=== GIVEN TASK A ===
Locate and copy every line of the records that contains the word "backpack". Case counts.

═════ DOCUMENT EXTRACT ═════

Paul Peter Rao (June 15, 1899 – November 30, 1988) was a judge of the United States Court of International Trade.

Education and career

Born June 15, 1899, in Prizzi, Italy, Rao served in the United States Navy from 1917 to 1919. He received a Bachelor of Laws in 1923 from the Fordham University School of Law. He served as an Assistant District Attorney for New York County, New York from 1925 to 1927. He worked in private practice from 1927 to 1941. He was a candidate for Justice of the New York Supreme Court in 1941. He was the Assistant United States Attorney General in charge of customs from 1941 to 1948.

Federal judicial service

Rao received a recess appointment from President Harry S. Truman on June 22, 1948, to a seat on the United States Customs Court vacated by Judge David Hayes Kincheloe. He was nominated to the same position by President Truman on January 13, 1949. He was confirmed by the United States Senate on January 31, 1949, and received his commission on February 2, 1949. Rao was initially appointed as a Judge under Article I, but the court was raised to Article III status by operation of law on July 14, 1956, and Rao thereafter served as an Article III Judge. He served as Chief Judge from 1965 to 1971. Rao was reassigned by operation of law to the United States Court of International Trade on November 1, 1980, to a new seat authorized by 94 Stat. 1727. His service terminated on November 30, 1988, due to his death in New York City. He was succeeded by Judge Richard W. Goldberg.

═════ INPUT DATA ═════

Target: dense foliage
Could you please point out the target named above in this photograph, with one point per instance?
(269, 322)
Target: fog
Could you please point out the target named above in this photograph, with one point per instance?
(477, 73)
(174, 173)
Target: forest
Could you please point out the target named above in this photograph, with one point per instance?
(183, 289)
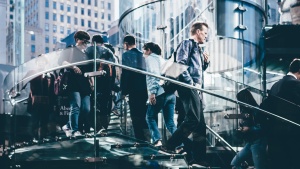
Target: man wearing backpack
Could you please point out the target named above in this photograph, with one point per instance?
(189, 53)
(104, 83)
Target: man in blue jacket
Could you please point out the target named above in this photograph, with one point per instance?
(189, 53)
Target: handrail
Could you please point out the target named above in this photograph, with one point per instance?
(197, 88)
(221, 139)
(167, 79)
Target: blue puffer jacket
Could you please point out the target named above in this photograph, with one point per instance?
(195, 61)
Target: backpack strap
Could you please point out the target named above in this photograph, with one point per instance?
(190, 52)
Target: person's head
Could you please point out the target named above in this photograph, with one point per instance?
(110, 47)
(81, 38)
(199, 31)
(98, 39)
(295, 68)
(151, 47)
(129, 42)
(245, 96)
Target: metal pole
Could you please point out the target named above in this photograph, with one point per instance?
(196, 88)
(96, 144)
(162, 27)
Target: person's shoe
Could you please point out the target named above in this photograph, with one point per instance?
(115, 112)
(180, 150)
(67, 131)
(158, 143)
(165, 149)
(102, 132)
(198, 164)
(77, 134)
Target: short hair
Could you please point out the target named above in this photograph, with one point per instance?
(295, 66)
(129, 39)
(196, 26)
(155, 48)
(82, 35)
(97, 38)
(110, 47)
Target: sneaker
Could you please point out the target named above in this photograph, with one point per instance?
(115, 112)
(199, 164)
(77, 134)
(102, 132)
(158, 143)
(67, 131)
(180, 150)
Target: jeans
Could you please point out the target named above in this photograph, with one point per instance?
(79, 105)
(138, 108)
(166, 103)
(257, 149)
(194, 123)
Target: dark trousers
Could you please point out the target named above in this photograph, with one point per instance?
(104, 105)
(138, 109)
(40, 116)
(194, 123)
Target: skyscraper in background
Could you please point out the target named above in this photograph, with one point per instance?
(48, 21)
(3, 5)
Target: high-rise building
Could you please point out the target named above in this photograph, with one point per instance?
(3, 5)
(49, 21)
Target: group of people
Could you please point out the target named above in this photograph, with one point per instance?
(144, 107)
(147, 97)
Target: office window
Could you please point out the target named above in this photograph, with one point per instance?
(109, 17)
(47, 3)
(54, 16)
(54, 28)
(109, 6)
(54, 39)
(75, 9)
(46, 49)
(32, 37)
(102, 4)
(46, 15)
(82, 22)
(68, 19)
(54, 5)
(62, 30)
(46, 27)
(32, 48)
(61, 6)
(61, 18)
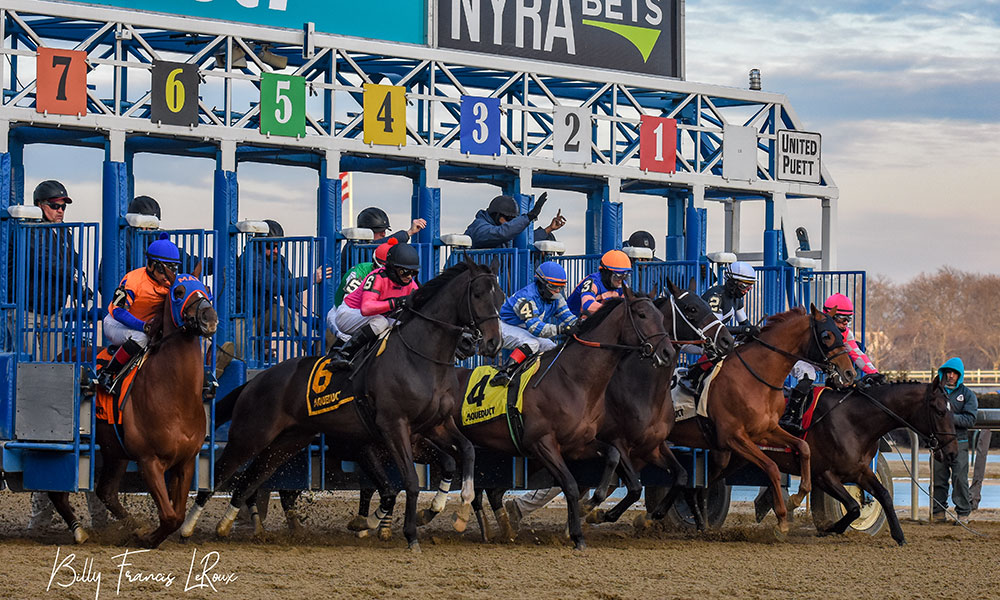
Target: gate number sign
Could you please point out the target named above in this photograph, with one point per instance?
(480, 125)
(658, 144)
(174, 93)
(282, 104)
(385, 114)
(62, 81)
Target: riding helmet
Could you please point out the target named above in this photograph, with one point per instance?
(51, 189)
(144, 205)
(373, 218)
(503, 206)
(403, 256)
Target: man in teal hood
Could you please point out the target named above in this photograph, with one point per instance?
(963, 408)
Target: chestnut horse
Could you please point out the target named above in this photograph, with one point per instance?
(845, 433)
(408, 387)
(163, 417)
(564, 412)
(746, 400)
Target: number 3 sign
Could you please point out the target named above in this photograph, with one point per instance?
(62, 81)
(174, 93)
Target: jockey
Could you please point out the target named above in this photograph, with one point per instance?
(362, 315)
(840, 308)
(726, 301)
(136, 307)
(532, 316)
(597, 287)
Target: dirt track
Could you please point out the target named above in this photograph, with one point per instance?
(741, 560)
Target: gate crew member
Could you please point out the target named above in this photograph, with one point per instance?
(136, 307)
(533, 316)
(597, 287)
(362, 315)
(726, 301)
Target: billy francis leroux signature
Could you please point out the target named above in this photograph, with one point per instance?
(69, 570)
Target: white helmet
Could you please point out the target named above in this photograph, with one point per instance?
(741, 271)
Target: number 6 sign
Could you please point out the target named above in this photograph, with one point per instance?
(62, 81)
(283, 104)
(658, 144)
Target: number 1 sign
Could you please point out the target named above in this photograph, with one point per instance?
(658, 144)
(62, 81)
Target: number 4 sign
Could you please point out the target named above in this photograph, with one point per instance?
(62, 81)
(658, 144)
(282, 104)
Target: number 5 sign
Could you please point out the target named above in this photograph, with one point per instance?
(174, 93)
(658, 144)
(283, 104)
(385, 115)
(62, 81)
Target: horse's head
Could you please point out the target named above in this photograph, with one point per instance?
(191, 306)
(643, 329)
(827, 348)
(940, 425)
(482, 308)
(690, 318)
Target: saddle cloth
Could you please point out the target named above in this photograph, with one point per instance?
(106, 406)
(685, 404)
(484, 402)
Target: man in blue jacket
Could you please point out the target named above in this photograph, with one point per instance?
(501, 222)
(963, 408)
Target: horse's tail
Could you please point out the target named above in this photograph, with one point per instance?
(224, 407)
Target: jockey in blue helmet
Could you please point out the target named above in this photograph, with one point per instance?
(532, 316)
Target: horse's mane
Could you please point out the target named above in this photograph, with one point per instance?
(776, 319)
(432, 287)
(591, 322)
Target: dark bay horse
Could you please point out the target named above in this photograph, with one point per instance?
(745, 400)
(565, 411)
(163, 419)
(845, 433)
(408, 387)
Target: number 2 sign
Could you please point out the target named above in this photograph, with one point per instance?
(658, 144)
(282, 104)
(385, 114)
(62, 81)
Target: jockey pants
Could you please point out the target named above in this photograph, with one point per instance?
(514, 336)
(117, 333)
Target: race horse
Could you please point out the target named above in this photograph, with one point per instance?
(745, 401)
(844, 436)
(403, 391)
(564, 402)
(162, 416)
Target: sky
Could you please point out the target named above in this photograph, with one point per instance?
(904, 93)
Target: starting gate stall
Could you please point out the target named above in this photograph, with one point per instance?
(49, 357)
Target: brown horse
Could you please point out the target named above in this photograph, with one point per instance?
(163, 417)
(845, 433)
(407, 385)
(565, 409)
(745, 400)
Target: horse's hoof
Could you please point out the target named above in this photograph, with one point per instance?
(597, 516)
(358, 523)
(426, 516)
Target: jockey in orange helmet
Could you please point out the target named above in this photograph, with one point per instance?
(597, 287)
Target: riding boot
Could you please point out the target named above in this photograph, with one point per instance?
(340, 356)
(109, 378)
(791, 421)
(504, 373)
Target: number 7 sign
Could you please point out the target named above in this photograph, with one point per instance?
(62, 81)
(658, 144)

═════

=== GIVEN TASK B ===
List every court named in the biography of Paul Peter Rao.

=== WRITTEN REPLY A ===
Target: man wearing backpack
Target: backpack strap

=== WRITTEN REPLY B ===
- United States Court of International Trade
- New York Supreme Court
- United States Customs Court